_EXERCISE PROMPT_
Omit every image, and transcribe the remaining entries exactly as given.

(MATERIAL FOR THE TASK Opens)

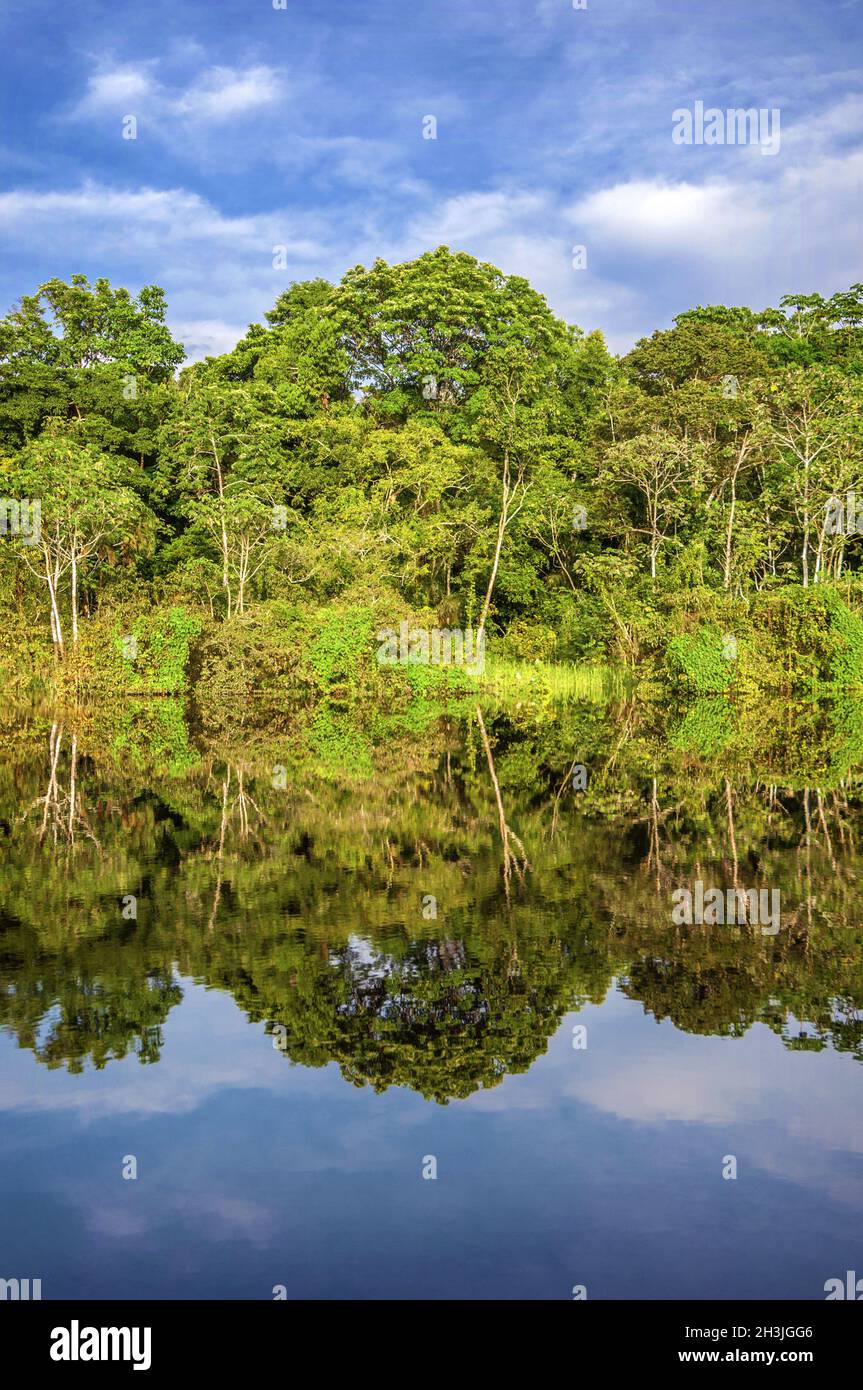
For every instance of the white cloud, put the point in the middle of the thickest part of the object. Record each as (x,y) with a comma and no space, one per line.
(216,95)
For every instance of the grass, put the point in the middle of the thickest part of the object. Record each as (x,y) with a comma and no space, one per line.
(552,681)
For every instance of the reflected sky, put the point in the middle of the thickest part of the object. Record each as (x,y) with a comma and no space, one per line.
(599,1166)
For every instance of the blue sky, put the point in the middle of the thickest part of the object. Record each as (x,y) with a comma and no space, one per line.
(303,128)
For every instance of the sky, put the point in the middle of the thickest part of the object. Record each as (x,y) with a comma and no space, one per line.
(281,143)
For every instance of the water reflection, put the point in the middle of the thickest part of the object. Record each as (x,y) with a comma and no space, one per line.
(427,925)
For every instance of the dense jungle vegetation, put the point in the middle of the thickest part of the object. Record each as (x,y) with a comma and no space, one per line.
(428,442)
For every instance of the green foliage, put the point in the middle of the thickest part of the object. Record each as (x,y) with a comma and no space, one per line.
(342,644)
(708,727)
(699,659)
(428,438)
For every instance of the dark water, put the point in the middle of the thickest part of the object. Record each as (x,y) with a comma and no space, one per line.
(289,1030)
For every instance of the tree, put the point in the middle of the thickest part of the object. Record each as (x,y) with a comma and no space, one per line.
(89,516)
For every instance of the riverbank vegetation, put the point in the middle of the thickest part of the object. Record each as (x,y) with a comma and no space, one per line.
(428,444)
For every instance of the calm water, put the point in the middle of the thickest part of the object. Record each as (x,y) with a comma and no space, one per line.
(349,955)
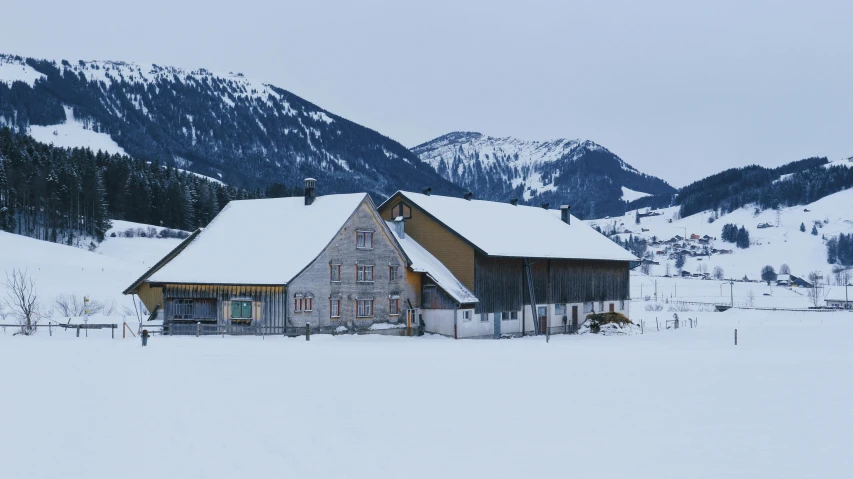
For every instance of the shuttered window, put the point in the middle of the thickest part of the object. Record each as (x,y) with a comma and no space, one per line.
(365,308)
(241,310)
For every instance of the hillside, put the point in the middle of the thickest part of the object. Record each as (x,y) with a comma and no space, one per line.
(581,173)
(243,132)
(66,270)
(775,245)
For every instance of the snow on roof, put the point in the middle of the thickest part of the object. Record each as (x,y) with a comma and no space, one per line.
(501,229)
(424,262)
(839,294)
(266,241)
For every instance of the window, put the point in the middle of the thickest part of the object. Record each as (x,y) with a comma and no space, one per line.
(183,309)
(364,239)
(365,308)
(365,273)
(241,310)
(403,210)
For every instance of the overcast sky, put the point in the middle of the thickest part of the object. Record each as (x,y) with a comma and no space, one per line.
(678,89)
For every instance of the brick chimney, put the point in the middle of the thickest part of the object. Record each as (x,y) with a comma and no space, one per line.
(310,191)
(400,226)
(564,214)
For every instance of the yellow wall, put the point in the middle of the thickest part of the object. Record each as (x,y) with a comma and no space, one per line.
(456,254)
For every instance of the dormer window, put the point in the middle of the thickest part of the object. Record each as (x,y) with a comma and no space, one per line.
(364,239)
(401,209)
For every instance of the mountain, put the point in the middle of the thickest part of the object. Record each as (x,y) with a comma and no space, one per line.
(581,173)
(244,132)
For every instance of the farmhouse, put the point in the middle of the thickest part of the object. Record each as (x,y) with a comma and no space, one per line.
(530,269)
(271,266)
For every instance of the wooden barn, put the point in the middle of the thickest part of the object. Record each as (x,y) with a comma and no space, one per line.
(274,266)
(531,270)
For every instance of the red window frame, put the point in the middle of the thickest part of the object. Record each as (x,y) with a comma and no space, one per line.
(361,273)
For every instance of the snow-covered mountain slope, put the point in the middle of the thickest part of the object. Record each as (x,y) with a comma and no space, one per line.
(246,133)
(102,275)
(774,245)
(579,172)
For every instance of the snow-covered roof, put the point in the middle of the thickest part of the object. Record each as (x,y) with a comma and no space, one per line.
(424,262)
(266,241)
(839,294)
(501,229)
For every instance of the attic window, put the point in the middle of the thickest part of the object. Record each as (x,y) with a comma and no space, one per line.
(401,209)
(364,239)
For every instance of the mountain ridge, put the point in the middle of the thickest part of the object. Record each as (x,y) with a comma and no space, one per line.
(580,172)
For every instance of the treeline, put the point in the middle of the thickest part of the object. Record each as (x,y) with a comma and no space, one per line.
(732,234)
(763,187)
(839,250)
(69,195)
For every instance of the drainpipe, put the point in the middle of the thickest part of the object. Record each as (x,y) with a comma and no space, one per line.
(455,311)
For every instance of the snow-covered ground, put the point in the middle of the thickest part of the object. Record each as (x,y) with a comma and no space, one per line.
(67,270)
(786,244)
(665,404)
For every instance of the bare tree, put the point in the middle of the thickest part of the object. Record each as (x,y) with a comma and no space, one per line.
(22,299)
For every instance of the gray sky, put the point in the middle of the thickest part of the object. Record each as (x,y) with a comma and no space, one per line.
(677,89)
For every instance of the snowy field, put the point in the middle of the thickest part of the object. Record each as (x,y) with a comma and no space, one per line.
(664,404)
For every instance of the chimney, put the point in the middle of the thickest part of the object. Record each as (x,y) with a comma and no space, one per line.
(400,226)
(564,214)
(310,193)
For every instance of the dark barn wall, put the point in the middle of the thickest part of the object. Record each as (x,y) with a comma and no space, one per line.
(268,299)
(501,285)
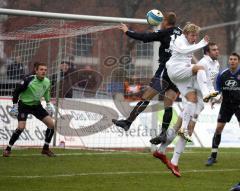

(MATERIAL FOR THE TASK Closes)

_SOLUTION TO THIS EXERCISE_
For every instance of the white cloud, put the point in the middle of the thickest part of the object. Record each as (x,y) with a comma and no space, one per line.
(216,95)
For every instance of the grass, put the point in the middle of the thickest part of the object. Record each as (x,y) with a comma and no space, one per line.
(552,681)
For every instance of the reflected sky, put the point in the middle of the thickest part of the object. Record each as (x,y) with a comma and no space, one per line.
(599,1166)
For every instance of the blue sky, put the point in the middle of the thickest part of the object. Record each as (x,y) with a comma and no space, one per line.
(303,128)
For every instance of the sky, put the point in the middle of the thickest part of the object. Record each as (x,y) with a comma and no space, one per line.
(281,143)
For every instance of the water reflection, put the point in the middle of the thickest part of the object. Record each as (x,y) with a comma and no space, one per line.
(427,925)
For every instance of the dense jungle vegetation, put the point in the middle of the thickest part of the object. Record each as (x,y) with a comma and no space, one per line.
(428,442)
For every instance of the green foliage, put the point in the middle of the thickest part of the object. Record each as (x,y) with a comma and no space, one per line.
(342,644)
(708,727)
(699,659)
(428,438)
For every instance of the dark water, put the point in the middle of the thickest part of the object. Record each as (x,y) with a comma and no space, one per line.
(289,1030)
For every instance of the tree, put the point in the middle of the thickest part of the object. Record each as (x,y) with a comma and no space, one per line.
(89,516)
For every instance of the riverbank vegetation, put the point in the middle of the thickest part of the object. Record each as (x,y) with a comma and no space, one per line.
(428,444)
For every instance of the calm water, put the point in the middle of the thickest part of the object. Record each as (x,y) with a comma and no space, one per line.
(349,955)
For every instance of the shuttered window, put the point in the middle of the thickest part of the object. Record each as (x,y) with a comma and no space, one per line.
(365,308)
(241,310)
For every instance of the hillside, put the point in the middle of the thickest part of the object. Record each as (x,y) with a comma and no space, one per line.
(581,173)
(243,132)
(66,270)
(775,245)
For every instance of the snow on roof, put the point in the middle of the thickest part of the object. Record each as (x,y) with a comma and no space, one per line.
(501,229)
(424,262)
(839,294)
(266,241)
For every instance of the window, put the point in the middle of the thickest part of the object. Record each as (x,y) with a comma and no space, one per line.
(183,309)
(364,239)
(365,308)
(365,273)
(241,310)
(403,210)
For every instance of the overcast sky, put the point in the middle of the thickest part of the object. Record each as (x,y) with a comma and no space, one per line.
(678,89)
For every instance of the brick chimney, put the point in the middle of the thickest part of the object. Record each as (x,y) with a comma and no space, one per line.
(310,191)
(400,226)
(564,214)
For every instance of the yellow wall, put the point in the middle of the thickest part of the object. Record each as (x,y) with a comma and no space, one per line.
(456,254)
For every instance of the dormer window, put the point in the middle of the thickest part of the object. Record each as (x,y) with a comma and no space, one per line.
(364,239)
(401,209)
For every instance of the mountain, put the point in the middle of the thickest part of the object. Record each as (x,y) with a comma and no space, one per line.
(581,173)
(244,132)
For every instance of the farmhouse, put the point in the middle of the thickest part of the object. Record each as (x,y) with a comma and no space, one per line.
(530,269)
(271,266)
For every instance of the wooden barn, put the point in the middle of the thickest part of the object. Record each as (x,y) with a comma and no space, one per line.
(274,266)
(531,270)
For every instance of the red window frame, put the point in the middle of the thickest part of the object. Record each as (x,y) with a comma and no space, one per line.
(361,273)
For every instance of the snow-covered mountain slope, put the point in the middle of the thickest part of the object. Record each as (x,y) with a comma and no space, one per line.
(246,133)
(102,275)
(774,245)
(579,172)
For every instance of the snow-covered roof, put the point in the middle of the thickest part of the object. Record each as (x,y) with a comma and no space, one per line.
(424,262)
(266,241)
(839,294)
(501,229)
For every instance of the attic window, put the point in the middle of the thickest part of the object. Record each as (x,y) with a comma and no space, one per line.
(401,209)
(364,239)
For every instance of the mountain ridge, put the point in the middle of the thickest part of the object. Record each as (x,y) with a comma and no space, one per line.
(580,172)
For every instance of the treeline, put the point in the middle of the thickest part of the object. Record each as (x,y) with a comma and no space, one per line.
(732,234)
(763,187)
(839,250)
(69,195)
For every instance of the drainpipe, put the point in the middle of the thickest part of the object. Record each as (x,y) with a comma and no space, one per line.
(455,311)
For every instance of the snow-covered ground, put the point in the middle of the thickest part of the object. Record each as (x,y) with a comma and no space, one per line.
(67,270)
(786,244)
(665,404)
For every instance of the bare tree, put the point in the middle of the thickest part of the object. Record each as (x,y) with a comma and no space, one per line.
(22,299)
For every instance of the gray sky, put the point in the middle of the thickest part of the object. Record each as (x,y) with a comma and no space, one per line.
(677,89)
For every instance of the snowy field, put the point in the middle of the thickest part of the object. Record each as (x,y) with a comma and no space, one per line.
(664,404)
For every instance of the chimney, put the point in the middle of the thickest part of the object. Record each as (x,y) with a comma and no space, one per line.
(400,226)
(564,214)
(310,193)
For every instance of the dark barn wall, put the point in the middle of the thickest part of the object. Record each as (x,y) with a comma and no space, one per line.
(268,299)
(501,285)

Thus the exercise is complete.